Tulisan ke 888 – Perang atau Damai

11 Mar

Angka yang bagus bukan? Aku selalu senang angka 8, apalagi berderet begitu. Dan untuk posting di angka keramat ini, aku ingin menuliskan pengalamanku kemarin malam, Kamis 10 Maret 2011.

Kamis sore, aku membuat kue coklat atas permintaan Kai. Mumpung ada whipping cream, aku siapkan kue dan whipping cream itu dan membiarkan anak-anak berkreasi dan makan kue itu tentu saja. Jadi jam 7 an mereka masih kenyang, dan aku mulai menanak nasi. Malam ini Gen tidak makan di rumah karena ada acara di kantor. Pasti pulang laat lagi.

Pukul 8 aku suruh Riku matikan TV, Riku buat PR dan Kai bermain mencari gambar yang sama. Saat itulah Riku berkata,

“Ma, tadi di sekolah ada pelajaran Memikirkan Perdamaian. Heiwa wo kangaeru hi 平和を考える日”

“Oh ya. Lalu bagaimana?”

“Ya kami menonton film tentang perang  dan mendengar cerita dari lansia. Katanya dulu waktu perang, meskipun ada toko, tidak ada isinya sama sekali. Jadi tidak bisa beli apa-apa”

“Ya namanya perang. Pasti sulit makanan. Meskipun mungkin ada uang, tidak ada barang/makanan. Makanya mama selalu marah kalau kalian buang makanan atau mata gede (istilah mamaku kalau mengatakan rakus)”

“Tapi kan Riku tidak pernah buang makanan. Riku selalu habiskan makanan siang di sekolah kok.”

“Iya. Harus begitu. Pokoknya mama ngga suka orang yang buang makanan. Mama selalu berusaha mendaur-ulang makanan yang sisa, karena mama tidak mau buang makanan.”

…… sambil aku mencuci piring…..

*-*-*

### Tugas yang Dikerjakan
Teruskan cerita di atas tentang obrolan ibu dan anak mengenai perang dan perdamaian, dimulai setelah kalimat terakhir yang ditampilkan.

*-*-*

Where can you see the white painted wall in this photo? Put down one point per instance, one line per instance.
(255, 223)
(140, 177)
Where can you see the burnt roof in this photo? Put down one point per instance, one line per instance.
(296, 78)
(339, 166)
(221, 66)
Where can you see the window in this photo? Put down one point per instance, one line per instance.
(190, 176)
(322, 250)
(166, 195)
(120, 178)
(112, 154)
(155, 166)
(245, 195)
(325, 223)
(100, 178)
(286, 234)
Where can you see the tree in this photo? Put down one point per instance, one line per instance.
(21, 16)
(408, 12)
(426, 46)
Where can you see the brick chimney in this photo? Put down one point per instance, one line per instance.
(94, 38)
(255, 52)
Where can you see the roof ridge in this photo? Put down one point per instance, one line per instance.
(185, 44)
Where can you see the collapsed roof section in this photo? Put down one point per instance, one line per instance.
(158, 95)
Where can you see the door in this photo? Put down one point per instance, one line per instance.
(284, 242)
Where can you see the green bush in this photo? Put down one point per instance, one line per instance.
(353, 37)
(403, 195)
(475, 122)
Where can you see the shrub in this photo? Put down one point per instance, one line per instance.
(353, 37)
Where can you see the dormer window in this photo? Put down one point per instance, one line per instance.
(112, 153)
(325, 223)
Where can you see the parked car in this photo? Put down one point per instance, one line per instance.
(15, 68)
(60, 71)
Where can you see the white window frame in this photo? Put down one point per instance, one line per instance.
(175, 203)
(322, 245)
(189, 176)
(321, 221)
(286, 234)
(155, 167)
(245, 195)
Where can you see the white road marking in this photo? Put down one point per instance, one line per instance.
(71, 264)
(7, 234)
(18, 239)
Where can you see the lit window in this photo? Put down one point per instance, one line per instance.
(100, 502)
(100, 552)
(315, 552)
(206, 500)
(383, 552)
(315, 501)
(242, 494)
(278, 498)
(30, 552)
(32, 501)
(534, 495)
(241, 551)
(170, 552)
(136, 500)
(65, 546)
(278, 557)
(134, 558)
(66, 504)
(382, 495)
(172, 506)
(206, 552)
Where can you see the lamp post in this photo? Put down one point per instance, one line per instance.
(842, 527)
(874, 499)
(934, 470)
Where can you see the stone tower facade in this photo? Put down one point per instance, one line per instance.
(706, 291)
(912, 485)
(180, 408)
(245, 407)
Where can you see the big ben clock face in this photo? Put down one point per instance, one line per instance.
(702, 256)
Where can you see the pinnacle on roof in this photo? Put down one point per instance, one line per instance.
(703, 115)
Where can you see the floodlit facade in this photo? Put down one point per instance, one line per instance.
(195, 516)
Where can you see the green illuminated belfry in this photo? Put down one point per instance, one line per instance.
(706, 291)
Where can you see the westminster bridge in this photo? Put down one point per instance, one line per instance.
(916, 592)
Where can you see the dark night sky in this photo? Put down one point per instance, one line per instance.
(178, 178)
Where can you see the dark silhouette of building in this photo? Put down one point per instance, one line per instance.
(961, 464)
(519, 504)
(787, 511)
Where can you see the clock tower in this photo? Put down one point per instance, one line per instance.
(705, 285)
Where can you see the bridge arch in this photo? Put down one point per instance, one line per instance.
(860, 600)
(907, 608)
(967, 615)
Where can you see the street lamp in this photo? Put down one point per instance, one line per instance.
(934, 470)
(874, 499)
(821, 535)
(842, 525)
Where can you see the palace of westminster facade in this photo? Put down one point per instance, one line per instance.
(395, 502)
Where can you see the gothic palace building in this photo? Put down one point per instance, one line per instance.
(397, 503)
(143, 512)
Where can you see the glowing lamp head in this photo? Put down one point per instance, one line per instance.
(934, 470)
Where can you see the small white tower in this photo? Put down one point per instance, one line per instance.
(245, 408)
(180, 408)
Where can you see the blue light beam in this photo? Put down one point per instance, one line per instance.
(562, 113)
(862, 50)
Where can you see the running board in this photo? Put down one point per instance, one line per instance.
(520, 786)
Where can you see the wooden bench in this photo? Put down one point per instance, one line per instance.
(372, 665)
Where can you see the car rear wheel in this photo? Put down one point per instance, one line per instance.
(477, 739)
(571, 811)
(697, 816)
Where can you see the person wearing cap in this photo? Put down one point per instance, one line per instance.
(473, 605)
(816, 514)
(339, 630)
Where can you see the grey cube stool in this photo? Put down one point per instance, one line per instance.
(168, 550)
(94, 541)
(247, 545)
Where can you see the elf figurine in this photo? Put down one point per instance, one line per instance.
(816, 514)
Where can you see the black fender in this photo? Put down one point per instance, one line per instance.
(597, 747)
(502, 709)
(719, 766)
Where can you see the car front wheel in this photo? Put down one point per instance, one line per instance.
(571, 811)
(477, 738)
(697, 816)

*-*-*

### Jawaban
Somo-somo (Pada dasarnya) …. kenapa sih harus berperang? Apa yang bagus dari berperang?”

(Great Riku. Bagus anakku, kamu sudah berpikir begitu saja sudah bagus…)

“Ya memang tidak ada gunanya berperang. Begini Riku. Anggap saja berperang = bertengkar/berkelahi. Riku ingin kartu/barang orang lain. Ingin sekali memilikinya, sehingga Riku berkelahi, memukul orang itu dan mengambil kartunya. Memaksa orang itu memberikan. Nah perang juga sama, suatu negara menginginkan tanah negara lain yang subur dan kaya. Lalu mereka berperang….”

“Jadi yang salah pemerintah kan?”

“Ya…..” Dan saat itu aku merasa sudah waktunya Riku mengetahui soal buyutnya. “Riku, opanya mama. Papanya opa Jakarta, pernah ditawan menjadi tahanan perang di Kyushu. Waktu Nagasaki dibom atom, opa buyut kamu itu ada di Kyushu dalam pabrik pembuatan kapal sebagai romusha. Karena  itu opa tidak suka Jepang. Pasti dong karena dia dipaksa bekerja. ”

Wajah Riku berubah…”Kasihan opa…”

“Jadi opa juga tidak begitu suka waktu mama masuk Sastra Jepang. Kok mempelajari musuh. Apalagi Mama ke Jepang, dan menikah dengan orang Jepang 🙂 . Tapi waktu bertemu dengan papa Gen, Opa mengatakan, “Semua orang baik. ” dan merestui pernikahan kami.”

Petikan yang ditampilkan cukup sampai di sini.